- [WORK REQUIRED]:
Which lines in the material below contain the word "beach"? Gather every one of them and copy each in full.

+++++

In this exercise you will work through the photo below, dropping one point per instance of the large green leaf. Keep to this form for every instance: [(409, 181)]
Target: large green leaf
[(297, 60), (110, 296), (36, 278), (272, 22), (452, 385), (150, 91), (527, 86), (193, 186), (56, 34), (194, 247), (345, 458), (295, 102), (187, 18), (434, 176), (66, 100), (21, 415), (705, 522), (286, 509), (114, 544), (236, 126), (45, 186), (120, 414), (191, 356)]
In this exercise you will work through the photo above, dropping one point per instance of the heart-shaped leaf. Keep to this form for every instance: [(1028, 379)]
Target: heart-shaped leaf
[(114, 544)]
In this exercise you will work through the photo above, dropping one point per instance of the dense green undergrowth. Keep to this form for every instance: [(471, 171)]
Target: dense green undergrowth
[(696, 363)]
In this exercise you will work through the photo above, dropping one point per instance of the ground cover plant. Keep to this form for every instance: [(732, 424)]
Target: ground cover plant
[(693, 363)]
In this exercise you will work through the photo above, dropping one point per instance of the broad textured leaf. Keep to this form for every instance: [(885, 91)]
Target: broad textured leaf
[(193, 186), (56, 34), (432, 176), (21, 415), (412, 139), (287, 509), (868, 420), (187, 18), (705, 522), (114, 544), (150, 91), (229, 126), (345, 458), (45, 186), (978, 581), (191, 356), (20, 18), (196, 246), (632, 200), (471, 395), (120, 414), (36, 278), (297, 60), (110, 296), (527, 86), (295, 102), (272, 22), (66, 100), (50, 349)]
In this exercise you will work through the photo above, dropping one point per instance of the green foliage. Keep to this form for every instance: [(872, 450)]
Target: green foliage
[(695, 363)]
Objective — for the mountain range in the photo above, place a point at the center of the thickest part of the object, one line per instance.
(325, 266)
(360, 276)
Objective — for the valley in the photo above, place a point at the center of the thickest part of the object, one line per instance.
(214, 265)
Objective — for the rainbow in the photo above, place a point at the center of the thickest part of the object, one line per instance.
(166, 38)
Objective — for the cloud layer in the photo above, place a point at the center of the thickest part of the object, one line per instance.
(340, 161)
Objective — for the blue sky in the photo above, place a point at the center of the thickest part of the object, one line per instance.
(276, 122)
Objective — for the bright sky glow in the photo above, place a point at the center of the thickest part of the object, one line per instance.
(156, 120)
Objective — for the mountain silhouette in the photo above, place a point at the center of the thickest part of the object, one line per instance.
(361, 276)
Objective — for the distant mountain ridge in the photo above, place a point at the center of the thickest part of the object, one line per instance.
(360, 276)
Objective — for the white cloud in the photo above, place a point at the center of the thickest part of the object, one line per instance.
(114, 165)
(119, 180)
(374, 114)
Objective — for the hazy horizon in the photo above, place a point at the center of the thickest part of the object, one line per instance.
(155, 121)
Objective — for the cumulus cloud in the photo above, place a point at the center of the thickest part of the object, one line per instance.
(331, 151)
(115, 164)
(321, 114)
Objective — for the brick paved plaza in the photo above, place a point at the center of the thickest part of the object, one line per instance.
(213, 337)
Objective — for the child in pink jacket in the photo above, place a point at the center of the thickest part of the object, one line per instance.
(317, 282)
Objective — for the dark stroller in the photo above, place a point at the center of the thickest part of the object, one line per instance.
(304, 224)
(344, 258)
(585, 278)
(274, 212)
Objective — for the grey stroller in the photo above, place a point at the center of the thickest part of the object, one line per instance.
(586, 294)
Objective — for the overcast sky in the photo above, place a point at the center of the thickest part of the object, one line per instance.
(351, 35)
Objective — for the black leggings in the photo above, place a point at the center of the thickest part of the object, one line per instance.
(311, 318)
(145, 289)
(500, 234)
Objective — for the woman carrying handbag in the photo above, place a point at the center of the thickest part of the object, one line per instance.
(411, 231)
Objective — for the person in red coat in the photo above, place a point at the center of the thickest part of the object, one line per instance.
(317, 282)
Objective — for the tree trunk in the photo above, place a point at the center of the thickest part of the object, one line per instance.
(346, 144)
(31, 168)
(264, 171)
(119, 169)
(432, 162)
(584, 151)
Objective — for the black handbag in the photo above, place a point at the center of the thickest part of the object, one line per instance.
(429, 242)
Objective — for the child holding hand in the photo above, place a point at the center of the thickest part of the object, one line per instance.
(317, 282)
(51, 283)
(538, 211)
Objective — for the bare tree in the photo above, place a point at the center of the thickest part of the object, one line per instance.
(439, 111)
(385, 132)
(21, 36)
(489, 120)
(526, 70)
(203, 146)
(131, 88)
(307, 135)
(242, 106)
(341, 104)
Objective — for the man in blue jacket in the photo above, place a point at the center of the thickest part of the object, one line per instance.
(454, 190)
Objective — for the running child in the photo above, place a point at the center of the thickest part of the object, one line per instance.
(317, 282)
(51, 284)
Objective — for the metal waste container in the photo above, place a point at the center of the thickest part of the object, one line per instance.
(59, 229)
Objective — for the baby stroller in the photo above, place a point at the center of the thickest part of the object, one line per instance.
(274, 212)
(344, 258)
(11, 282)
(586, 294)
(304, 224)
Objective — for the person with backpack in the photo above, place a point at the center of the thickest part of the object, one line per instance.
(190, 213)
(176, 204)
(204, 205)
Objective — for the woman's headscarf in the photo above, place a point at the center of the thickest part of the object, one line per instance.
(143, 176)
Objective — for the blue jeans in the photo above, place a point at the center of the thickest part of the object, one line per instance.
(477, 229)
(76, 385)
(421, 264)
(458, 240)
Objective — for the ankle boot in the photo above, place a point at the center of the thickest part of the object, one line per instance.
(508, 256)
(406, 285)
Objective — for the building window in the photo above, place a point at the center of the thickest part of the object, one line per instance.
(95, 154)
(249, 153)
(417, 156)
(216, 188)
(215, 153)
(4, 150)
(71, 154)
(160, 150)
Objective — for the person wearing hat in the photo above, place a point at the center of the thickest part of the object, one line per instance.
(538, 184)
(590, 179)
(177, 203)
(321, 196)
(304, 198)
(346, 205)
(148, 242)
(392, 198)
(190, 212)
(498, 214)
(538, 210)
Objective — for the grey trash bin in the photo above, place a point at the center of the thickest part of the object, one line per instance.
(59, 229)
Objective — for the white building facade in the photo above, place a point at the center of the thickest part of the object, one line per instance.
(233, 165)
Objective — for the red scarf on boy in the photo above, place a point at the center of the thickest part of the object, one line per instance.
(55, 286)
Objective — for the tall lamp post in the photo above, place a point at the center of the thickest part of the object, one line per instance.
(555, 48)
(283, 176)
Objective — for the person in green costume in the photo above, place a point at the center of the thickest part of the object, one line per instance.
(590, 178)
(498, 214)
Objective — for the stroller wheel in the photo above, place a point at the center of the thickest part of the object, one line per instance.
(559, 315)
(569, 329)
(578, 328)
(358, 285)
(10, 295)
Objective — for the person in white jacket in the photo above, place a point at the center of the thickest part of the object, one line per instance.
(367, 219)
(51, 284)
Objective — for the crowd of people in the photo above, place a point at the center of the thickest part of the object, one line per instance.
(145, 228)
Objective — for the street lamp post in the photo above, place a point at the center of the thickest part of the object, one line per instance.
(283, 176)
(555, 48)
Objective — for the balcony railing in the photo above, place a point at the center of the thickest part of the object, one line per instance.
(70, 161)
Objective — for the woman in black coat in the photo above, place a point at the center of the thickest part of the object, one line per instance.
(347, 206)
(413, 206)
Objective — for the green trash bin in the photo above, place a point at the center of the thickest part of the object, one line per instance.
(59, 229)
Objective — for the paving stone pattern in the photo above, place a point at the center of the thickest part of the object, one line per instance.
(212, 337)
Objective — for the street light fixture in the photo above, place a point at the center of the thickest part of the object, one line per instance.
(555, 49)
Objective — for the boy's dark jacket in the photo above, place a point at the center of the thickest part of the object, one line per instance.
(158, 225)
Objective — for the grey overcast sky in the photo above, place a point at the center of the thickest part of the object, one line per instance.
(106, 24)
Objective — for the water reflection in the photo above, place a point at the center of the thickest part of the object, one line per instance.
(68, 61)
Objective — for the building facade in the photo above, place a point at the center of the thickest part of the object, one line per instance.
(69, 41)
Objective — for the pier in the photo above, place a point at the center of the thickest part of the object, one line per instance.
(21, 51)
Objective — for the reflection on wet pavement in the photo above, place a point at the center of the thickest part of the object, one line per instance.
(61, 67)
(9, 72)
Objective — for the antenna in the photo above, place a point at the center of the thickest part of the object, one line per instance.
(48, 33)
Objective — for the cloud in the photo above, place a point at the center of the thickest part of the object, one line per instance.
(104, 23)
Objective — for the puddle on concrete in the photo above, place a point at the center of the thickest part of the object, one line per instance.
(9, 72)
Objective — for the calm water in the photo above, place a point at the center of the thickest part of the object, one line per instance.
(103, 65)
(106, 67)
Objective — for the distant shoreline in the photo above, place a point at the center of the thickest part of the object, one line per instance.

+++++

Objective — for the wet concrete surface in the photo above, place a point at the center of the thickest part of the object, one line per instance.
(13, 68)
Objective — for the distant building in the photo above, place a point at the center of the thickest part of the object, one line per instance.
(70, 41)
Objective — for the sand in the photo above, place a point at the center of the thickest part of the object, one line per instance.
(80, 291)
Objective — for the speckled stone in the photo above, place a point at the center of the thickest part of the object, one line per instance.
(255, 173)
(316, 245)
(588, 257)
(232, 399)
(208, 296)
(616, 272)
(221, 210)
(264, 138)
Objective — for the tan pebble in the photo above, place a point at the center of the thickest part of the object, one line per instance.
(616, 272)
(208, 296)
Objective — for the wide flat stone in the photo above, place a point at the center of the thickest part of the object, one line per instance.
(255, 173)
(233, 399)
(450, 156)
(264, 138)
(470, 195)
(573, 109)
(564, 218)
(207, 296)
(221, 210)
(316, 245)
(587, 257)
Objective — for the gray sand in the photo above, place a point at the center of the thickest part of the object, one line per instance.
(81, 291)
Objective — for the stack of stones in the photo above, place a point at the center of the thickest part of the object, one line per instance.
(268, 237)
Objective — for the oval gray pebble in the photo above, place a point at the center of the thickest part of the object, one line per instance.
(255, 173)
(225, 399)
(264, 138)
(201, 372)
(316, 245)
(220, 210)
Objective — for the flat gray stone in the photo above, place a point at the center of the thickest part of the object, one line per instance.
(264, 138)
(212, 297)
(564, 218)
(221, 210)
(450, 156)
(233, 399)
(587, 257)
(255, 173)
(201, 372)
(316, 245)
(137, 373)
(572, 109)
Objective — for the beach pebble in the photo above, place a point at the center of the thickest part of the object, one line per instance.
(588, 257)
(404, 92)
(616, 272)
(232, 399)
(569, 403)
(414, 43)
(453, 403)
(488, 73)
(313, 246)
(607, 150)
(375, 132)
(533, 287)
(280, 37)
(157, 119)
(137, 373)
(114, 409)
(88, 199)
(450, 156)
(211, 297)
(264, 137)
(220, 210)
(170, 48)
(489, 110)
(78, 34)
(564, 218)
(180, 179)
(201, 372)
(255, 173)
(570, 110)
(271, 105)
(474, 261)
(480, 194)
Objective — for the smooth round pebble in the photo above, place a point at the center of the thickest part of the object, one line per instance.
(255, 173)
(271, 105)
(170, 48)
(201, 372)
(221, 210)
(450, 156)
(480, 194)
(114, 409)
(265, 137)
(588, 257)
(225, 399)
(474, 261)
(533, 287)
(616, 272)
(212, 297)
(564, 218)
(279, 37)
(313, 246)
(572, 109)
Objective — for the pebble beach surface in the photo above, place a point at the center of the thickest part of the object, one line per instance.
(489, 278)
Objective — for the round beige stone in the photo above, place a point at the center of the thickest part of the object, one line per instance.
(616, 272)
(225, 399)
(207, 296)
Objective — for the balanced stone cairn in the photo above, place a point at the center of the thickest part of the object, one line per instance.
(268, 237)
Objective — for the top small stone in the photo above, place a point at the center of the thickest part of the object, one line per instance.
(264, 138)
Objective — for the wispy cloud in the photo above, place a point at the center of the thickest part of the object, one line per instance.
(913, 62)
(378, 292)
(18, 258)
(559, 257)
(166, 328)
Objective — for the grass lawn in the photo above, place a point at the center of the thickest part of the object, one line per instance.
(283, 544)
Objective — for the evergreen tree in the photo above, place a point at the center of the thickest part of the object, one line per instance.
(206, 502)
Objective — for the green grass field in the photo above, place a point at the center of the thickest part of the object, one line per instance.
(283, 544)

+++++

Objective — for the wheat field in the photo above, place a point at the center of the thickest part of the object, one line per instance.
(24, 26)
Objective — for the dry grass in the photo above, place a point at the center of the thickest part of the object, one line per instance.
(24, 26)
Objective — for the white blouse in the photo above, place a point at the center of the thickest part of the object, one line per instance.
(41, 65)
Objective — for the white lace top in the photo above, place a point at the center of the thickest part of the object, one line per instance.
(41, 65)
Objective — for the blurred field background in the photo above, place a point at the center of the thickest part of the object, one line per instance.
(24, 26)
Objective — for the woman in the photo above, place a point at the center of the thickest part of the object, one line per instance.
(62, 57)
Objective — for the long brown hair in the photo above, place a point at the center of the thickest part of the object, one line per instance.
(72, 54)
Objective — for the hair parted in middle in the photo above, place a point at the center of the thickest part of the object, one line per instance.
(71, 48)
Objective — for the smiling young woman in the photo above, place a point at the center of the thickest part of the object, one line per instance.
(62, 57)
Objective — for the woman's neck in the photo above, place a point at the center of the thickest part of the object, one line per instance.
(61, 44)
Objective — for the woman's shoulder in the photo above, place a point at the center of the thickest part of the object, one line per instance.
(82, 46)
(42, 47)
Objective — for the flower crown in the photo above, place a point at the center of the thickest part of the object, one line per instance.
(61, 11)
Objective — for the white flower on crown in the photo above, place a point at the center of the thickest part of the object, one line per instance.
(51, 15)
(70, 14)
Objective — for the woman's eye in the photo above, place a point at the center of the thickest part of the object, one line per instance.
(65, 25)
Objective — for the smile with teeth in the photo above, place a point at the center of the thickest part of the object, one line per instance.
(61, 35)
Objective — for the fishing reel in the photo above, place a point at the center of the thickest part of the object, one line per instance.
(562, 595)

+++++

- [EXERCISE OUTPUT]:
Objective — for the beach pebble in the photo above, place a point at the center of the thickest part of the object, one line per instance.
Objective — for the pebble beach surface in the photo above, place a point at the center of the thickest part of the object, one line per instance.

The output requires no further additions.